### LISTA ZADAŃ
1. Jak nazywał się wiceprezydent miasta, z którym według wywiadu o projekcie palmy rozmawiała jego autorka?
2. Streść wywiad o projekcie palmy w dwóch zdaniach.
3. Dopisz dalszy ciąg wywiadu o projekcie palmy, zaczynając tuż po jego ostatnim zdaniu.

### FRAGMENT TEKSTU
"""
I miałaś projekt!
– Zaczęłam z tym chodzić. Po galeriach, najpierw do Rastra, później Zachęty, trafiłam do „Gazety Wyborczej". W Zamku Ujazdowskim powiedzieli mi, że nie mają pieniędzy, ale mogą mnie wesprzeć. I rzeczywiście, udzielali się mocno przez pierwsze lata, to była prawdziwa pomoc. Trafiłam w końcu do miasta, to była końcówka koalicji SLD-UP. Był tam bardzo kulturalny pan, nazywał się Ryszard Mikliński, wiceprezydent. Zawsze rozparty w wygodnym fotelu, słuchał jazzu. Bardzo miły klimat. Mówi mi: „Niech będzie cały Nowy Świat". A ja na to: „Ale ja chciałam Aleje Jerozolimskie". On: „To się okaże". Oczywiście okazało się, że nie mają pieniędzy, ale pomogą mi. Deklarowali, że nie mają z moim projektem żadnego problemu. I wtedy pomyślałam, że coś nie gra, jest za prosto. I rzeczywiście, za moment ówczesna koalicja polityczna straciła władzę. Zdążyli jednak wydać mi wszystkie potrzebne dokumenty.
Wyglądało więc na to, że tej sytuacji nie da się już odwrócić, że trzeba w nią brnąć dalej. Rozumiem, że myślałaś już wtedy tylko o jednej palmie?
– Tak, o jednej. W przeciwnym razie stawiałabym te palmy pewnie do dziś! Rozważaliśmy jeszcze inne miejsca, np. wejście do metra Centrum. Tam jednak palma miałaby charakter bardziej lunaparkowy, z reklamami, ludźmi grającymi na krzesłach etc. Poszłam jeszcze do biblioteki na Koszykowej i to był następny wstrząs!
Czego się tam dowiedziałaś?
– Dowiedziałam się, skąd wzięła się nazwa Aleje Jerozolimskie. O tym, że na wysokości Okopowej i Towarowej znajdowała się Nowa Jerozolima.
Wiedza o pochodzeniu nazwy tego miejsca przyszła więc później. Znowu perfekcyjnie zadziałały twoje intuicje...
– W słowach jest wszystko. Język przechowuje całą pamięć. Ta nazwa też nie mogła być niewinna. Pamiętam, że spociłam się, czytając historię, której nieświadomie dotknęłam. A jest to historia na wskroś polska, pełna żółci. Choć szczęśliwie tym razem bez rozlewu krwi. Historia jest prosta, soczysta. Arystokrata August Sułkowski założył osadę jako miejsce pracy i handlu dla Żydów. Oczywiście ciężko pracowali, więc miejsce to zaczęło świetnie prosperować. Polscy kupcy wściekli się, pozazdrościli finansowego sukcesu i pozwali Sułkowskiego. Wygrali, więc domy zostały rozebrane, a Żydzi rozpędzeni na wszystkie strony świata. Taka mała polska niegodziwość. Po odkryciu tej historii już naprawdę wiedziałam, że nie ma odwrotu. To już była przede wszystkim kwestia pieniędzy.
"""
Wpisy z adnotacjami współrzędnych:
"""
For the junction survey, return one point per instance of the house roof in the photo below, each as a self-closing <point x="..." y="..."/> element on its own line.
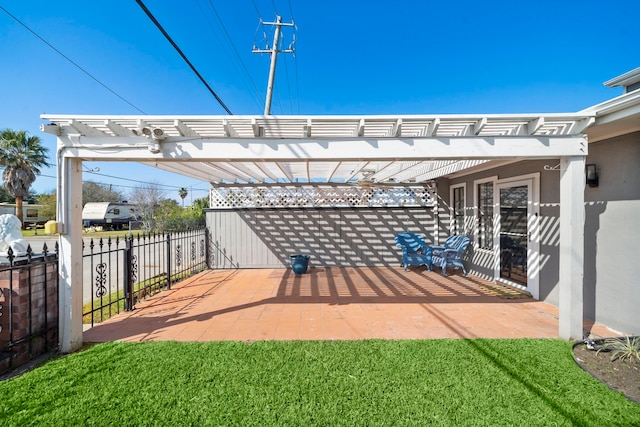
<point x="254" y="150"/>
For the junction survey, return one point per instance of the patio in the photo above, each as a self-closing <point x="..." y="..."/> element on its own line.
<point x="334" y="303"/>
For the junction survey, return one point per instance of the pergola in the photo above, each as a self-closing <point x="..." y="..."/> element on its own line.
<point x="306" y="150"/>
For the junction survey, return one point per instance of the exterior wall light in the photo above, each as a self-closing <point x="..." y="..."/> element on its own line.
<point x="592" y="175"/>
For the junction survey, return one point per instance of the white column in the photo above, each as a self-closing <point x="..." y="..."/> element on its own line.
<point x="572" y="215"/>
<point x="70" y="253"/>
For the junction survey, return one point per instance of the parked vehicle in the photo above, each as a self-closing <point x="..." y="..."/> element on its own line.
<point x="109" y="215"/>
<point x="31" y="214"/>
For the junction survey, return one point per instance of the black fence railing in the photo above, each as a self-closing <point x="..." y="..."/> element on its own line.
<point x="122" y="271"/>
<point x="28" y="306"/>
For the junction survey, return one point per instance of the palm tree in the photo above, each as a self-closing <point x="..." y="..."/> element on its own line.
<point x="22" y="157"/>
<point x="183" y="193"/>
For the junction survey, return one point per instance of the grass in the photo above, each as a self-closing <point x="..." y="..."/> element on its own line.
<point x="330" y="383"/>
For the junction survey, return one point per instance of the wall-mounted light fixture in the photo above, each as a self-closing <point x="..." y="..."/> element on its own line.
<point x="592" y="175"/>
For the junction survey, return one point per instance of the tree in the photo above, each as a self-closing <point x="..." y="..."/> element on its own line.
<point x="147" y="197"/>
<point x="183" y="193"/>
<point x="96" y="192"/>
<point x="5" y="196"/>
<point x="22" y="156"/>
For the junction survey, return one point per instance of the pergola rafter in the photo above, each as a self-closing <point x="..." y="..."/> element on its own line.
<point x="276" y="150"/>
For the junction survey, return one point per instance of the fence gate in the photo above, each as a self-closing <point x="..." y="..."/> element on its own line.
<point x="119" y="272"/>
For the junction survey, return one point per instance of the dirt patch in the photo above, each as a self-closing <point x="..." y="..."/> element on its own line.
<point x="622" y="376"/>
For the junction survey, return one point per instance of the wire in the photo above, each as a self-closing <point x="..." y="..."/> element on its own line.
<point x="244" y="67"/>
<point x="286" y="73"/>
<point x="175" y="46"/>
<point x="257" y="11"/>
<point x="132" y="180"/>
<point x="71" y="61"/>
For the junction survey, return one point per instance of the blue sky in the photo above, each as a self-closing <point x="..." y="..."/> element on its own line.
<point x="352" y="57"/>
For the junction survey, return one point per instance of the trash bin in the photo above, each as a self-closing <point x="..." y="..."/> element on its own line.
<point x="300" y="263"/>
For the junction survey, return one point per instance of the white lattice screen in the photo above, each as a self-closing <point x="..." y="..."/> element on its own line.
<point x="316" y="196"/>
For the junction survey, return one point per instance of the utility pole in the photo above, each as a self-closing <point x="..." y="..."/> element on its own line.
<point x="274" y="57"/>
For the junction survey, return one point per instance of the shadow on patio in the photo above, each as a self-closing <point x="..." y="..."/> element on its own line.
<point x="331" y="303"/>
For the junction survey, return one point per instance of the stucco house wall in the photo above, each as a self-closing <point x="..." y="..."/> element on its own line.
<point x="612" y="233"/>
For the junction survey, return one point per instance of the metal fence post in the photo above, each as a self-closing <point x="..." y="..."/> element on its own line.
<point x="207" y="247"/>
<point x="128" y="276"/>
<point x="168" y="258"/>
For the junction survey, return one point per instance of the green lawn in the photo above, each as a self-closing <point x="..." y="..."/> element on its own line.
<point x="316" y="383"/>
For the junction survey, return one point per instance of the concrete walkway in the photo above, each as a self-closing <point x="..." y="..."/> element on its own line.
<point x="336" y="303"/>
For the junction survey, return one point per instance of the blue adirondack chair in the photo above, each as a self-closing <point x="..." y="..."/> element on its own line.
<point x="414" y="250"/>
<point x="450" y="255"/>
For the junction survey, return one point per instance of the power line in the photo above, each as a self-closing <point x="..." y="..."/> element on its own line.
<point x="172" y="187"/>
<point x="175" y="46"/>
<point x="71" y="61"/>
<point x="244" y="67"/>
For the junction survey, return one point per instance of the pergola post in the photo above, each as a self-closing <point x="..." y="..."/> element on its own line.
<point x="572" y="216"/>
<point x="70" y="253"/>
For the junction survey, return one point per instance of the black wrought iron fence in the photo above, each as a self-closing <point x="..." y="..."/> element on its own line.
<point x="28" y="306"/>
<point x="122" y="271"/>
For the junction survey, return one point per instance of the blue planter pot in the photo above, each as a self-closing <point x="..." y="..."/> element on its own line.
<point x="299" y="263"/>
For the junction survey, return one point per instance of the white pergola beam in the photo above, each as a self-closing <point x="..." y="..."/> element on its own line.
<point x="117" y="129"/>
<point x="69" y="220"/>
<point x="231" y="149"/>
<point x="85" y="130"/>
<point x="571" y="278"/>
<point x="183" y="129"/>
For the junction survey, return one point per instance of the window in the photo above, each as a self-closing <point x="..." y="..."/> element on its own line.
<point x="458" y="207"/>
<point x="485" y="215"/>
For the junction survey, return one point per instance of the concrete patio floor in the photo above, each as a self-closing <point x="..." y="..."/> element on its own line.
<point x="333" y="303"/>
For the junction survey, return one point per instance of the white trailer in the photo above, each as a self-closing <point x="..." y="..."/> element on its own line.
<point x="109" y="215"/>
<point x="31" y="214"/>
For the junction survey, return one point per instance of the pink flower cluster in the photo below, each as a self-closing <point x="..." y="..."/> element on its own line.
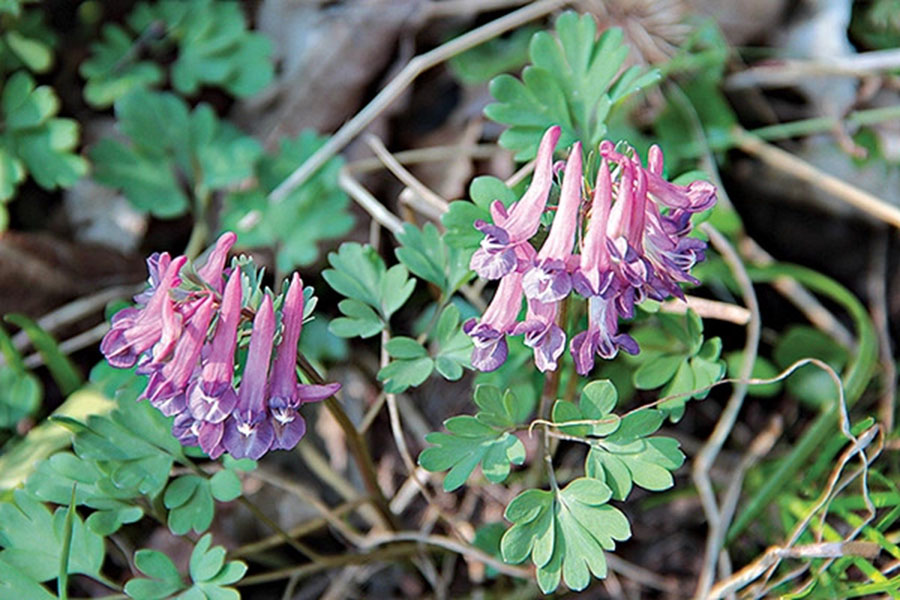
<point x="184" y="335"/>
<point x="628" y="242"/>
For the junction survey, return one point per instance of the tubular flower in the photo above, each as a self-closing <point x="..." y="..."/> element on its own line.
<point x="633" y="244"/>
<point x="507" y="238"/>
<point x="184" y="334"/>
<point x="489" y="334"/>
<point x="548" y="280"/>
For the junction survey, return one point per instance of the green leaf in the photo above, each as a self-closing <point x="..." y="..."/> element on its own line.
<point x="404" y="347"/>
<point x="496" y="56"/>
<point x="487" y="539"/>
<point x="762" y="369"/>
<point x="359" y="320"/>
<point x="809" y="383"/>
<point x="190" y="503"/>
<point x="570" y="83"/>
<point x="211" y="42"/>
<point x="33" y="140"/>
<point x="61" y="368"/>
<point x="501" y="411"/>
<point x="427" y="255"/>
<point x="111" y="72"/>
<point x="164" y="579"/>
<point x="214" y="46"/>
<point x="565" y="533"/>
<point x="598" y="399"/>
<point x="206" y="562"/>
<point x="360" y="274"/>
<point x="14" y="583"/>
<point x="675" y="355"/>
<point x="459" y="219"/>
<point x="19" y="459"/>
<point x="295" y="226"/>
<point x="210" y="573"/>
<point x="62" y="585"/>
<point x="657" y="371"/>
<point x="398" y="375"/>
<point x="32" y="540"/>
<point x="628" y="457"/>
<point x="225" y="485"/>
<point x="20" y="396"/>
<point x="54" y="479"/>
<point x="170" y="145"/>
<point x="472" y="440"/>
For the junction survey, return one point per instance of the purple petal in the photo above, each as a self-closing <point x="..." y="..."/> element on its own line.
<point x="213" y="408"/>
<point x="583" y="348"/>
<point x="493" y="265"/>
<point x="284" y="368"/>
<point x="490" y="349"/>
<point x="211" y="271"/>
<point x="252" y="393"/>
<point x="209" y="436"/>
<point x="288" y="427"/>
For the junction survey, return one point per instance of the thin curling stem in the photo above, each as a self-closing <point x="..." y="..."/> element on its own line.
<point x="357" y="446"/>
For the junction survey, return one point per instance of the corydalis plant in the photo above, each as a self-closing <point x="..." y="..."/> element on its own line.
<point x="616" y="245"/>
<point x="185" y="334"/>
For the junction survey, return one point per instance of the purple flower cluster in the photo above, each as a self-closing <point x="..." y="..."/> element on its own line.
<point x="184" y="335"/>
<point x="627" y="242"/>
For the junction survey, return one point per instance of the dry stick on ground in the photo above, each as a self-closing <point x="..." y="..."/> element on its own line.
<point x="355" y="441"/>
<point x="369" y="203"/>
<point x="708" y="309"/>
<point x="400" y="441"/>
<point x="770" y="560"/>
<point x="425" y="155"/>
<point x="704" y="460"/>
<point x="274" y="479"/>
<point x="77" y="310"/>
<point x="298" y="531"/>
<point x="786" y="162"/>
<point x="72" y="344"/>
<point x="789" y="72"/>
<point x="404" y="78"/>
<point x="798" y="295"/>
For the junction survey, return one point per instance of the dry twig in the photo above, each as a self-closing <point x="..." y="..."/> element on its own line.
<point x="406" y="76"/>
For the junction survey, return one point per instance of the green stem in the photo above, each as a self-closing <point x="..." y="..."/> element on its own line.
<point x="200" y="232"/>
<point x="357" y="446"/>
<point x="799" y="128"/>
<point x="857" y="377"/>
<point x="296" y="544"/>
<point x="259" y="514"/>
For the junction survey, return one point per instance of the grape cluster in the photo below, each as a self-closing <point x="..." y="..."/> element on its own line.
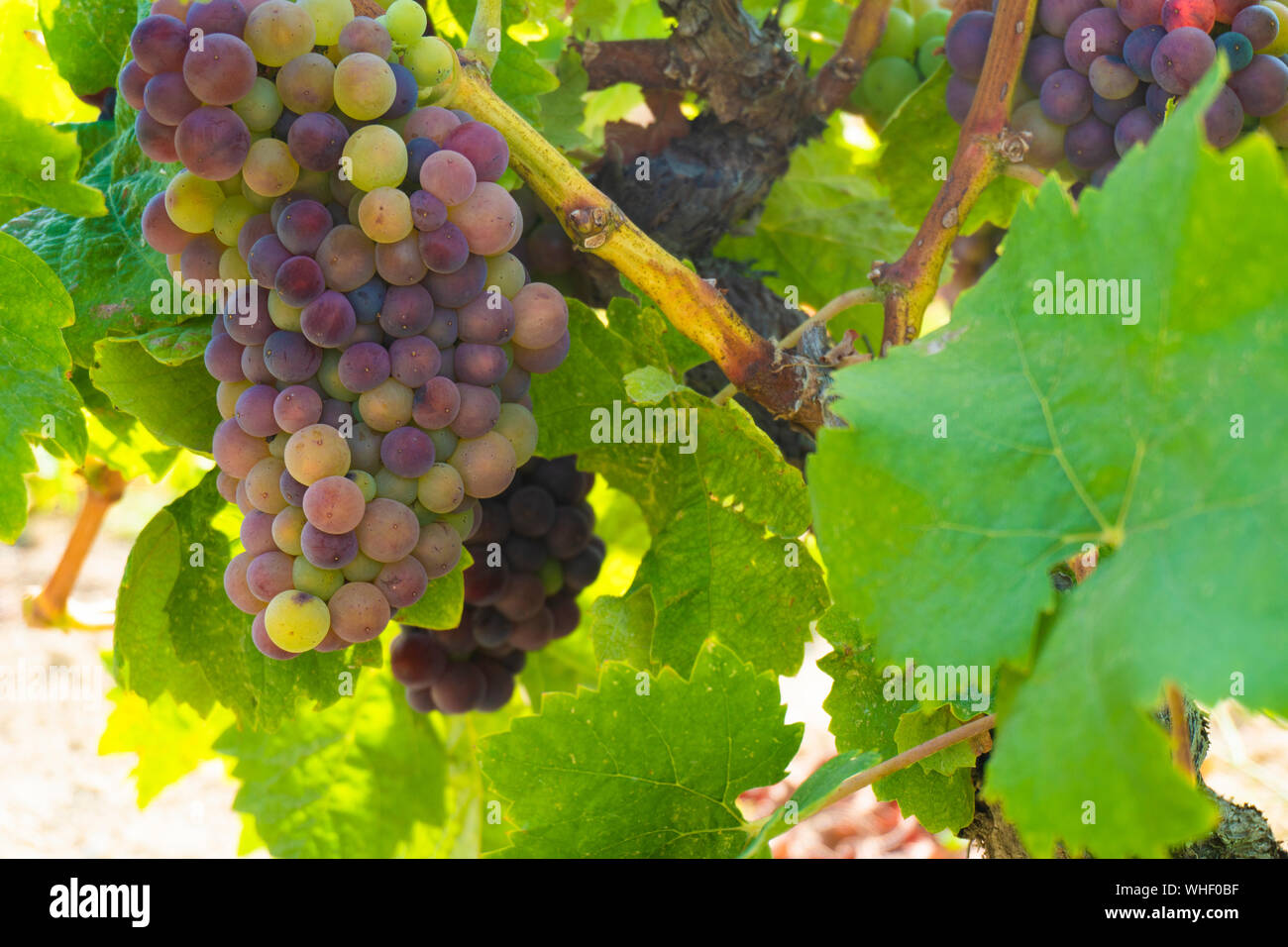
<point x="910" y="52"/>
<point x="1098" y="80"/>
<point x="374" y="386"/>
<point x="533" y="552"/>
"""
### ODPOWIEDZI DO ZADAŃ
1. Ryszard Mikliński.

2. Rozmówczyni chodziła ze swoim projektem po galeriach i urzędach, a miasto, choć nie miało pieniędzy, wydało jej wszystkie potrzebne dokumenty, zanim koalicja SLD-UP straciła władzę. W bibliotece na Koszykowej dowiedziała się, że nazwa Aleje Jerozolimskie wiąże się z Nową Jerozolimą, osadą założoną przez Augusta Sułkowskiego dla Żydów i rozebraną po procesie wygranym przez polskich kupców.

3.
Jak udało ci się je pozyskać?
– Pomógł mi przyjaciel biznesmen, Niemiec, który znał wszystkich ważnych dyrektorów firm w Polsce. Anda Rottenberg udostępniła mi swoje konto. Palmę postawiły tak naprawdę niemieckie firmy: Bayer, Tui oraz norweska Delecta. Oczywiście wszyscy byli później wściekli, bo palmy nie dało się w żaden sposób komercyjnie zutylizować. Chyba najbardziej niepocieszone było Tui jako biuro podróży, które miało reklamować swoje usługi za pomocą czegoś, co – jak pisano w Internecie – wyglądało jak „zwecowana szczotka do kibla". Zostałam nawet wezwana na dywanik do gabinetu dyrektorskiego i musiałam wysłuchać wiele gorzkich słów. Kiedy już postawiliśmy palmę, okazało się, że architekt zapomniał doliczyć VAT. Nie stać nas było na demontaż, nie było już odwrotu!
Palma nie miała więc zostać w Warszawie na dłużej?
– Nie, planowaliśmy, że będzie stać na rondzie tylko przez rok. To, że palma wciąż tu jest, było efektem serii wypadków. W przeciwnym razie już dawno bym ją grzecznie zdemontowała. Zresztą mieliśmy potworne długi. Pełna partyzantka.
Miałaś także inne problemy, związane z samą produkcją palmy.
– Nasza technologiczna gehenna zaczęła się od tego, że nie dostarczono nam liści na czas. Problem z liśćmi jest taki, że one zawsze wyglądają źle.
Palma powstała w Stanach Zjednoczonych. Dlaczego tam?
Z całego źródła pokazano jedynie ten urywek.